Text shown ::
You are viewing a plain text version of this content. The canonical link for it is here.
Posted to issues@lucene.apache.org by "Robert Muir (Jira)" <ji...@apache.org> on 2021/04/14 21:26:00 UTC

[jira] [Commented] (LUCENE-9843) Remove compression option on doc values

    [ https://issues.apache.org/jira/browse/LUCENE-9843?page=com.atlassian.jira.plugin.system.issuetabpanels:comment-tabpanel&focusedCommentId=17321327#comment-17321327 ] 

Robert Muir commented on LUCENE-9843:
-------------------------------------

I moved this issue to a blocker for 9.0 because i've already seen multiple instances where these compression settings are set inappropriately, and from a back-compat perspective we need to stop the bleeding before we have to support all these variants for a long time.

I'll summarize my proposal above again:
* remove the option for SORTED term dictionaries, just compress always. does not impact speed of per-doc ordinals.

Data block ::

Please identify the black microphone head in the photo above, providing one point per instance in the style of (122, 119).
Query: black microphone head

Brief A ::
Answer these questions about the comment on removing the doc values compression option:
(i) Who wrote the comment?
(ii) The issue was moved to a blocker for which release?
(iii) For which kind of term dictionaries does the summarized proposal remove the option?
Brief B :: Carry on the comment about removing the doc values compression option from the point where it stops.

Reply A ::
(i) Robert Muir
(ii) 9.0
(iii) SORTED term dictionaries

Reply B ::
* remove the option for BINARY, don't compress. it is a catch-all and we don't know the use-case. Supply a different codec if someone wants to do block compression over binary, but avoid back compat hassle.

Seems the issue could be easily split into two tasks.

> Remove compression option on doc values
> ---------------------------------------
>
>                 Key: LUCENE-9843
>                 URL: https://issues.apache.org/jira/browse/LUCENE-9843
>             Project: Lucene - Core
>          Issue Type: Improvement
>            Reporter: Adrien Grand
>            Priority: Blocker
>
> Options on file formats add complexity and put a big tax on backward-compatibility testing. I'm the one who introduced it LUCENE-9378 but I would now like to think about what we can do to remove this option.
> For the record, compression was initially introduced because some binary fields have so much redundancy that it's wasteful not to compress them at all. But unfortunately, this slowed down some search workloads and we decided to introduce this option as a way to let users choose the trade-off they want.



--
This message was sent by Atlassian Jira
(v8.3.4#803005)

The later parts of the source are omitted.